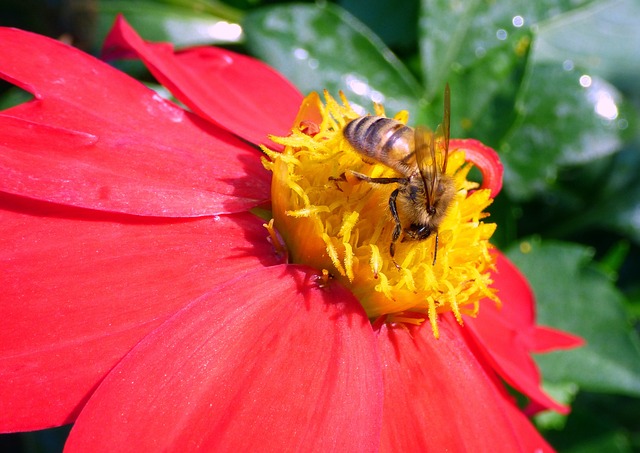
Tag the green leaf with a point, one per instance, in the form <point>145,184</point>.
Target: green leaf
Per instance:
<point>618,205</point>
<point>320,47</point>
<point>395,26</point>
<point>181,23</point>
<point>573,296</point>
<point>563,119</point>
<point>455,35</point>
<point>602,37</point>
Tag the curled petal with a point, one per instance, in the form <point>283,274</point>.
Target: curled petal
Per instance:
<point>485,159</point>
<point>237,92</point>
<point>269,361</point>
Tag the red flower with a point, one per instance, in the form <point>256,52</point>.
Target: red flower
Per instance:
<point>142,301</point>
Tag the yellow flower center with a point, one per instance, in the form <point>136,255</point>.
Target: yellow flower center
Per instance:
<point>340,224</point>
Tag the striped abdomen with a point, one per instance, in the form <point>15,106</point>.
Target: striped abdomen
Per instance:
<point>384,140</point>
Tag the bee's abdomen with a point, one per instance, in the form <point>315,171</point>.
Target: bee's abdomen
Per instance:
<point>384,139</point>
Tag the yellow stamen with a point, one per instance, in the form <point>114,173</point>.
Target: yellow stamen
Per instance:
<point>333,221</point>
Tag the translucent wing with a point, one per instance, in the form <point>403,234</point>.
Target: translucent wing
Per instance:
<point>426,160</point>
<point>432,151</point>
<point>443,132</point>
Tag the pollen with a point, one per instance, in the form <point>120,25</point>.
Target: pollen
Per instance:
<point>332,220</point>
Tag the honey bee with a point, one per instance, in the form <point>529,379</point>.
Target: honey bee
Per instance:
<point>424,191</point>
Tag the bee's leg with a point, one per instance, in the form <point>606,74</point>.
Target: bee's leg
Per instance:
<point>398,228</point>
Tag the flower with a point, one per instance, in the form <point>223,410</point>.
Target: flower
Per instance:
<point>143,302</point>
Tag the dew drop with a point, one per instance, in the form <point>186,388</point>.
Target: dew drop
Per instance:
<point>517,21</point>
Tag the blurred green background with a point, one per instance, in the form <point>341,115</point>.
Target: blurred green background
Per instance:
<point>553,85</point>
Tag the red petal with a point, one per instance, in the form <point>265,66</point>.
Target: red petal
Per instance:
<point>268,362</point>
<point>507,336</point>
<point>439,397</point>
<point>485,159</point>
<point>98,139</point>
<point>79,293</point>
<point>241,94</point>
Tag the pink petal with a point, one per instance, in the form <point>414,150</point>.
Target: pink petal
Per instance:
<point>239,93</point>
<point>80,289</point>
<point>98,139</point>
<point>485,159</point>
<point>439,397</point>
<point>507,336</point>
<point>267,362</point>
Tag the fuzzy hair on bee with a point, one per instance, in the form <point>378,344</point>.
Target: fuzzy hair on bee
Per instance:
<point>424,193</point>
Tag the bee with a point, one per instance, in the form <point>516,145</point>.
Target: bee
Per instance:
<point>424,191</point>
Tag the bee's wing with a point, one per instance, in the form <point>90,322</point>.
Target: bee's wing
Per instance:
<point>426,160</point>
<point>443,132</point>
<point>432,150</point>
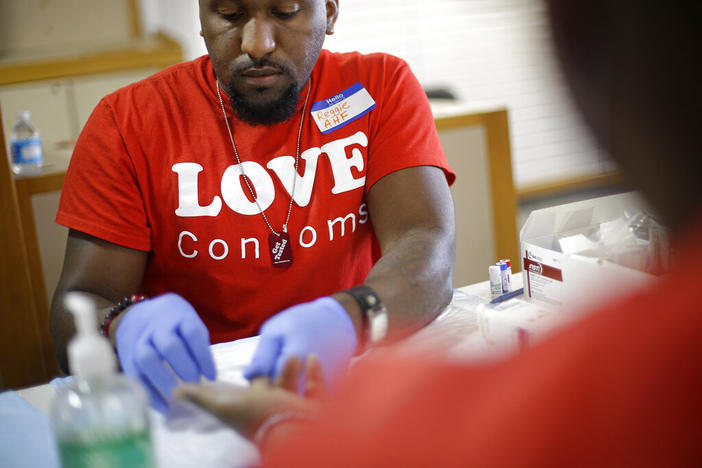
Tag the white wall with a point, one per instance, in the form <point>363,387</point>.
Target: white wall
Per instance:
<point>492,52</point>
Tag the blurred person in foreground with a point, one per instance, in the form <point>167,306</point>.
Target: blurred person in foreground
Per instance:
<point>623,387</point>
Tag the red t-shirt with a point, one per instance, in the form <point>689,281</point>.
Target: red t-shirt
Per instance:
<point>154,170</point>
<point>621,388</point>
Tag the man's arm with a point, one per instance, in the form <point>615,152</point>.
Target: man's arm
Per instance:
<point>413,218</point>
<point>154,338</point>
<point>412,214</point>
<point>106,271</point>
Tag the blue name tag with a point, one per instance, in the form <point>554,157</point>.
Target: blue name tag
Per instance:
<point>342,108</point>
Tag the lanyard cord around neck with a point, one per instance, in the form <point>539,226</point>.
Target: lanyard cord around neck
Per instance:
<point>297,158</point>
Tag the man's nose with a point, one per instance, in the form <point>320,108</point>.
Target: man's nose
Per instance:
<point>258,38</point>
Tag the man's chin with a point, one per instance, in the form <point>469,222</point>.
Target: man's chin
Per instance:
<point>265,110</point>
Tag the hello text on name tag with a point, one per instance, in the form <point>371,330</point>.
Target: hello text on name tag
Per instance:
<point>345,107</point>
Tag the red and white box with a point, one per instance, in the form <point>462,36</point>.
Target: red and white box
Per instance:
<point>571,280</point>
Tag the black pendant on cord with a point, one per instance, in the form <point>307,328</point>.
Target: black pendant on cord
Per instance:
<point>281,252</point>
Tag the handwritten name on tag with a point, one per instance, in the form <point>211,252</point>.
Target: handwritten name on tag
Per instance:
<point>343,108</point>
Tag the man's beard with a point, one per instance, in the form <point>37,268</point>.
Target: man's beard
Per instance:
<point>267,113</point>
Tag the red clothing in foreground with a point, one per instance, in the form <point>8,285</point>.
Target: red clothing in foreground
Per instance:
<point>621,388</point>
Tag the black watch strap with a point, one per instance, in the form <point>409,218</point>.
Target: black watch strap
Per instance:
<point>374,313</point>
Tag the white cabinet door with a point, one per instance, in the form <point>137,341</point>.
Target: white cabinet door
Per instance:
<point>49,104</point>
<point>89,90</point>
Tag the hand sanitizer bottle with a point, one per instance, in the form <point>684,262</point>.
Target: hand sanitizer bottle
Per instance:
<point>101,419</point>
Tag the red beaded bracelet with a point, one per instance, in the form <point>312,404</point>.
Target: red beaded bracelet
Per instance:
<point>116,310</point>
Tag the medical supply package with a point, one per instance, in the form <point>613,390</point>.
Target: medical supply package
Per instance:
<point>582,254</point>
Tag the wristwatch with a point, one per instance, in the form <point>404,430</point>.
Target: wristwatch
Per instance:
<point>375,315</point>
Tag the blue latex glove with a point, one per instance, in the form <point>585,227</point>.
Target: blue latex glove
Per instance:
<point>321,327</point>
<point>159,331</point>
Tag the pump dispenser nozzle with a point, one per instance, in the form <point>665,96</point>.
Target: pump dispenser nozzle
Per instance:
<point>89,353</point>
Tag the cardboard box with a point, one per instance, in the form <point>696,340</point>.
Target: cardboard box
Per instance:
<point>572,280</point>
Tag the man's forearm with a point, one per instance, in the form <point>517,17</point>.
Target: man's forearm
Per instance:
<point>413,279</point>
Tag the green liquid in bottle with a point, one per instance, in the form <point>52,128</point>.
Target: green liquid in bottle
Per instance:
<point>130,451</point>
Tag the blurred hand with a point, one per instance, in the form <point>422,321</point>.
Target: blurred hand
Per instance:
<point>245,409</point>
<point>161,332</point>
<point>321,327</point>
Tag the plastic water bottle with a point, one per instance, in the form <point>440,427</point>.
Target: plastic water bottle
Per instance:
<point>25,146</point>
<point>101,419</point>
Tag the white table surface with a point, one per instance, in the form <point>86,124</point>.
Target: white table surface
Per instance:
<point>469,328</point>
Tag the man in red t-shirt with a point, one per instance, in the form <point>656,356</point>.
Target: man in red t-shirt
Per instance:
<point>268,185</point>
<point>621,388</point>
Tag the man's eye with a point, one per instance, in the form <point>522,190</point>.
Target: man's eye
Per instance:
<point>285,14</point>
<point>233,16</point>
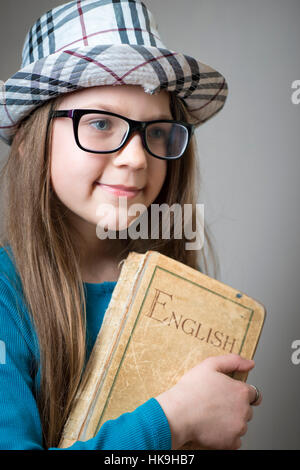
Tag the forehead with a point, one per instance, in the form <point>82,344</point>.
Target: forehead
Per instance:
<point>127,97</point>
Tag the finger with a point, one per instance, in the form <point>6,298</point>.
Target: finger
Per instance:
<point>231,363</point>
<point>250,413</point>
<point>255,396</point>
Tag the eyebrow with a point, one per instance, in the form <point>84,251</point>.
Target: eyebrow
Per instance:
<point>115,109</point>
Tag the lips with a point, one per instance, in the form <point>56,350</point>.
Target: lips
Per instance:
<point>120,190</point>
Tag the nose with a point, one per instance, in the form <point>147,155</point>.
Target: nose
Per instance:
<point>133,153</point>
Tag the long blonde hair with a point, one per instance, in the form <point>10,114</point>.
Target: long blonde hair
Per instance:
<point>46,259</point>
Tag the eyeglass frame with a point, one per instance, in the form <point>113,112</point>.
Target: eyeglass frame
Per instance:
<point>140,126</point>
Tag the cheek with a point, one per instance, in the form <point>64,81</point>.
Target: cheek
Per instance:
<point>72,170</point>
<point>157,176</point>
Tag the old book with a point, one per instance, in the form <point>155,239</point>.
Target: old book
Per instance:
<point>163,318</point>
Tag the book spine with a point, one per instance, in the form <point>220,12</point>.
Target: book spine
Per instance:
<point>82,421</point>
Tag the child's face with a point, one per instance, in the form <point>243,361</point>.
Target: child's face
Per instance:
<point>75,173</point>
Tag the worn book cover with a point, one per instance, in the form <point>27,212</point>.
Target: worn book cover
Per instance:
<point>163,318</point>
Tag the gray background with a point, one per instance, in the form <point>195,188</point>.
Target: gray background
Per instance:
<point>250,169</point>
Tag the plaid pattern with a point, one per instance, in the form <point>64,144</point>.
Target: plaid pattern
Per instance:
<point>104,42</point>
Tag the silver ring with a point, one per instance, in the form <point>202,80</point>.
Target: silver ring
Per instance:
<point>257,394</point>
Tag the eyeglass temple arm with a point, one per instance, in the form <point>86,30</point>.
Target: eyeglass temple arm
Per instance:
<point>62,113</point>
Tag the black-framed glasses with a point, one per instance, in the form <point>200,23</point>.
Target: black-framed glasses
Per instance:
<point>98,131</point>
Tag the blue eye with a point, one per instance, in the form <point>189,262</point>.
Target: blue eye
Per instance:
<point>101,125</point>
<point>157,133</point>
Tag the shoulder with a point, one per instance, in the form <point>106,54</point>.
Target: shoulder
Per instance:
<point>15,320</point>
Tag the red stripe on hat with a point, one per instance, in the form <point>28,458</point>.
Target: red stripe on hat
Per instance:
<point>84,36</point>
<point>106,31</point>
<point>107,69</point>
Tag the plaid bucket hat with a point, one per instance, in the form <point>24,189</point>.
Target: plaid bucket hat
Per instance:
<point>89,43</point>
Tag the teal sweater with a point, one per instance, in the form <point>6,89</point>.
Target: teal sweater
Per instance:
<point>20,426</point>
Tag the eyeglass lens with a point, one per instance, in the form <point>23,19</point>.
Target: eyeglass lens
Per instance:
<point>104,133</point>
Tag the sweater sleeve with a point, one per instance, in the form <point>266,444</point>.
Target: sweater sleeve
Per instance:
<point>145,428</point>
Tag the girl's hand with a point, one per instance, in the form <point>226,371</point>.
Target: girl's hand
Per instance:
<point>208,407</point>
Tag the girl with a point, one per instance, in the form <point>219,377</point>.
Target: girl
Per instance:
<point>78,117</point>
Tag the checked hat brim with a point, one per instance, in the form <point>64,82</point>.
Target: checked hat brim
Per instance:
<point>202,89</point>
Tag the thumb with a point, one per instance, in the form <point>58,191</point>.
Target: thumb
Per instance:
<point>232,363</point>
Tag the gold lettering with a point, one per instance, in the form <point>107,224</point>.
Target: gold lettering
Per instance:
<point>191,331</point>
<point>155,302</point>
<point>174,317</point>
<point>228,342</point>
<point>218,339</point>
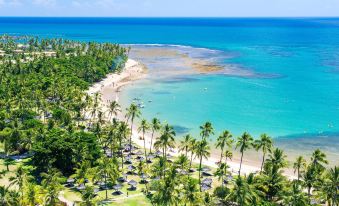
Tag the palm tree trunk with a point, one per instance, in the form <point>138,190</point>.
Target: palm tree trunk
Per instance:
<point>122,157</point>
<point>263,160</point>
<point>242,154</point>
<point>150,147</point>
<point>199,173</point>
<point>130,138</point>
<point>143,136</point>
<point>191,159</point>
<point>221,155</point>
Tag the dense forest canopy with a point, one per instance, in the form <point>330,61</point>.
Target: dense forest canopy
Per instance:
<point>46,115</point>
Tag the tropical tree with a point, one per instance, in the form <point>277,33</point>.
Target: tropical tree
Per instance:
<point>206,130</point>
<point>244,143</point>
<point>155,126</point>
<point>191,148</point>
<point>221,172</point>
<point>202,151</point>
<point>144,127</point>
<point>166,139</point>
<point>185,144</point>
<point>106,171</point>
<point>51,183</point>
<point>225,139</point>
<point>132,113</point>
<point>265,144</point>
<point>299,165</point>
<point>87,196</point>
<point>123,132</point>
<point>113,109</point>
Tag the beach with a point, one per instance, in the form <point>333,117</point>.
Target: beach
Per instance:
<point>109,89</point>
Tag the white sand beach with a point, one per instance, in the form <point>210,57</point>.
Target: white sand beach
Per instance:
<point>109,89</point>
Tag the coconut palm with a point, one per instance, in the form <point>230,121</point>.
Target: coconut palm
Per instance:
<point>113,109</point>
<point>228,155</point>
<point>106,171</point>
<point>123,132</point>
<point>185,144</point>
<point>87,196</point>
<point>166,139</point>
<point>191,149</point>
<point>244,143</point>
<point>202,151</point>
<point>206,130</point>
<point>265,144</point>
<point>155,126</point>
<point>225,139</point>
<point>132,113</point>
<point>299,165</point>
<point>329,189</point>
<point>221,172</point>
<point>51,183</point>
<point>144,127</point>
<point>182,161</point>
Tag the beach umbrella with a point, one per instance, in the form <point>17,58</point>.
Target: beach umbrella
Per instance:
<point>132,183</point>
<point>81,187</point>
<point>143,176</point>
<point>205,169</point>
<point>131,167</point>
<point>205,187</point>
<point>207,174</point>
<point>207,181</point>
<point>70,181</point>
<point>117,187</point>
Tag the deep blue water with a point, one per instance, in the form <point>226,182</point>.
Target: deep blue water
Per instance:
<point>294,92</point>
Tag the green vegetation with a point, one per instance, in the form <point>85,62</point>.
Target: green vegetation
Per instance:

> **Exercise objective**: Copy everything from the line containing "Tag the black pendant" down to the line containing "<point>267,113</point>", swapping "beard" for "mustache" and leaving all else unchanged.

> **Reply**:
Tag the black pendant on cord with a point, one per instance, in the form <point>307,328</point>.
Target: black pendant on cord
Per instance:
<point>281,252</point>
Tag the handwritten name on tag with a point, one per instance, in the form <point>211,252</point>.
Target: handwritten name on tag
Per instance:
<point>343,108</point>
Tag the man's mustache with a point, one per instance, in the form <point>37,268</point>.
Target: man's mustache
Per instance:
<point>267,113</point>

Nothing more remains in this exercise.